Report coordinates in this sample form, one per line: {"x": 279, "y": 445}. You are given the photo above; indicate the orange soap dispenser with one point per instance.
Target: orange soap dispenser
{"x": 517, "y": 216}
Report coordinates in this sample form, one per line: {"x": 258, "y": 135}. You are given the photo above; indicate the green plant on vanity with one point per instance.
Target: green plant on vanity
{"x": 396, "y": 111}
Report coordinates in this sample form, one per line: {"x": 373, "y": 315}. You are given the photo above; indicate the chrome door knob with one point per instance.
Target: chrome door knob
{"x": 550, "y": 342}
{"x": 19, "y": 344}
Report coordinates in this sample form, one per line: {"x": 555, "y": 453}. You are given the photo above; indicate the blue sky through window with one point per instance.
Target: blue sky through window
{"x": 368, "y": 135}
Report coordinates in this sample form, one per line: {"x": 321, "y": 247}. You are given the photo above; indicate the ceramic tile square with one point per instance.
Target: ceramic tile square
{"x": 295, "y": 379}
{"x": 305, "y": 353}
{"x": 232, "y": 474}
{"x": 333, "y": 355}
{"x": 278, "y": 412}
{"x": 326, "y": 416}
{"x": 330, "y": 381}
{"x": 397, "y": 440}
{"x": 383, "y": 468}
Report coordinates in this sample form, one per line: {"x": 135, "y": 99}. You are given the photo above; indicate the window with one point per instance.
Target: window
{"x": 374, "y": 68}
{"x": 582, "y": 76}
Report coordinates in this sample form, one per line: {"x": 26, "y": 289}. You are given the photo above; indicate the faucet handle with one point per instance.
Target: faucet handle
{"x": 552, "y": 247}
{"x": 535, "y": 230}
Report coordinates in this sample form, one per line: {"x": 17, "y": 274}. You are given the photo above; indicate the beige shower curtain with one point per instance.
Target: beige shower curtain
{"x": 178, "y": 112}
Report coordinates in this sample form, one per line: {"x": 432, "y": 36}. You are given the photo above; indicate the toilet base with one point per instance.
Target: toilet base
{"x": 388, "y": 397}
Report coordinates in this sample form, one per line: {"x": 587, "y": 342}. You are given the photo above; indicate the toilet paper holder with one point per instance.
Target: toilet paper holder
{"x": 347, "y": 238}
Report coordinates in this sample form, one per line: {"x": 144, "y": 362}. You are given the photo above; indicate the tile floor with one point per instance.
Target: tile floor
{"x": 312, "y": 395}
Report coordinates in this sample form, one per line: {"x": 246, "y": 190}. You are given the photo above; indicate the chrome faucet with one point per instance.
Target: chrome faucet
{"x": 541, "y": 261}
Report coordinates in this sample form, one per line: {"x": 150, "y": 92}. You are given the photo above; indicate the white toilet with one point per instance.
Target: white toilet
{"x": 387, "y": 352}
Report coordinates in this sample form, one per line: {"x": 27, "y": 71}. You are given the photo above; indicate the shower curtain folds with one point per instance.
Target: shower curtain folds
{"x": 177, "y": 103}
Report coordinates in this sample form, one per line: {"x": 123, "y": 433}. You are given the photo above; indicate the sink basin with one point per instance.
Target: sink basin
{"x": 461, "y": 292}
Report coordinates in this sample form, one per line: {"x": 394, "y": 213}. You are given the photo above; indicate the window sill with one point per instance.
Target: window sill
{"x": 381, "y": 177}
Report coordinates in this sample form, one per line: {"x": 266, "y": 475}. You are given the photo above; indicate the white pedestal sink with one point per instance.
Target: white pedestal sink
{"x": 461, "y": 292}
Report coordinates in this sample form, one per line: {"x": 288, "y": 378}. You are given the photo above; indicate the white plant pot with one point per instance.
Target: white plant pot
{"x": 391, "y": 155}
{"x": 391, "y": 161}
------------------------------------------------------------
▶ [Exercise aim]
Convert every line of the records above into a JSON list of strings, one string per line, omitting blank lines.

▶ [Exercise output]
[
  "Report coordinates in this sample form, one per line: {\"x\": 279, \"y\": 445}. You are given the photo above; indicate the orange soap dispenser with one point per instance.",
  "Target: orange soap dispenser",
  "{\"x\": 517, \"y\": 216}",
  "Report coordinates in this sample form, one per line: {\"x\": 258, \"y\": 135}. You are given the photo above; indicate the green plant on vanity with one point per instance.",
  "Target: green plant on vanity",
  "{\"x\": 396, \"y\": 111}",
  "Report coordinates in this sample form, one per line: {\"x\": 373, \"y\": 315}. You are given the photo above; indicate the chrome door knob with one point per instance.",
  "Target: chrome door knob",
  "{\"x\": 550, \"y\": 342}",
  "{\"x\": 19, \"y\": 344}",
  "Report coordinates in this sample form, one per line: {\"x\": 555, \"y\": 453}. You are given the photo above; indicate the blue sky through window with one point per instance.",
  "Target: blue sky through window",
  "{\"x\": 368, \"y\": 135}",
  "Report coordinates in this sample form, one per line: {\"x\": 321, \"y\": 247}. You are given the photo above; indicate the ceramic tile square with one point per instance.",
  "Target: ceramic tile square",
  "{\"x\": 295, \"y\": 379}",
  "{\"x\": 305, \"y\": 353}",
  "{\"x\": 232, \"y\": 474}",
  "{\"x\": 333, \"y\": 355}",
  "{\"x\": 278, \"y\": 412}",
  "{\"x\": 326, \"y\": 416}",
  "{\"x\": 330, \"y\": 381}",
  "{\"x\": 397, \"y\": 440}",
  "{\"x\": 383, \"y\": 468}",
  "Report coordinates in this sample form, one per line: {\"x\": 135, \"y\": 99}. You are given the photo above; indicate the window with one point per instance.",
  "Target: window",
  "{\"x\": 374, \"y\": 68}",
  "{\"x\": 582, \"y\": 76}",
  "Report coordinates in this sample form, one per line: {\"x\": 26, \"y\": 289}. You are given the photo above; indicate the faucet handle with one point per instance.",
  "Target: faucet handle",
  "{\"x\": 552, \"y\": 247}",
  "{\"x\": 535, \"y\": 230}",
  "Report coordinates in this sample form, one per line: {\"x\": 17, \"y\": 274}. You are given the photo above; indicate the beige shower curtain with one point per instance.",
  "Target: beige shower curtain",
  "{\"x\": 178, \"y\": 112}",
  "Report coordinates in this sample form, one per line: {\"x\": 432, \"y\": 36}. You are given the photo above; indicate the toilet base with one point per instance.",
  "Target: toilet base",
  "{\"x\": 388, \"y\": 397}",
  "Report coordinates in this sample form, one per line: {\"x\": 587, \"y\": 342}. You are given the photo above; indicate the toilet paper holder with one point per instance.",
  "Target: toilet paper holder",
  "{\"x\": 347, \"y\": 238}",
  "Report coordinates in this sample form, one per line: {\"x\": 144, \"y\": 362}. You are given the photo above; indicate the tile floor with one point per instance.",
  "Target: tile floor",
  "{\"x\": 312, \"y\": 395}",
  "Report coordinates in this sample form, one per line: {\"x\": 246, \"y\": 190}. You are given the photo above; indicate the chrome faucet with one point per instance.",
  "Target: chrome faucet",
  "{\"x\": 541, \"y\": 261}",
  "Report coordinates in this sample form, one per line: {\"x\": 150, \"y\": 92}. You are given the photo above; indicate the white toilet with one point per instance.",
  "Target: white toilet",
  "{\"x\": 387, \"y\": 352}",
  "Report coordinates in this sample form, one per line: {\"x\": 27, \"y\": 71}. You are given the photo above; indicate the shower curtain folds with one point per instance.",
  "Target: shower curtain folds",
  "{\"x\": 177, \"y\": 103}",
  "Report coordinates in this sample form, one per line: {\"x\": 123, \"y\": 433}. You are given the photo above; indicate the sink basin with one point per instance.",
  "Target: sink basin",
  "{\"x\": 461, \"y\": 292}",
  "Report coordinates in this sample form, one per line: {\"x\": 394, \"y\": 213}. You are given the photo above; indicate the window sill with one point per instance.",
  "Target: window sill",
  "{\"x\": 381, \"y\": 177}",
  "Report coordinates in this sample form, one per line: {\"x\": 266, \"y\": 475}. You are given the photo above; indicate the white pedestal sink with one point per instance.",
  "Target: white pedestal sink",
  "{\"x\": 461, \"y\": 292}",
  "Report coordinates in this sample form, one per line: {\"x\": 288, \"y\": 378}. You are given the photo above; indicate the white plant pot with one point per instance.",
  "Target: white plant pot",
  "{\"x\": 391, \"y\": 155}",
  "{\"x\": 391, \"y\": 161}"
]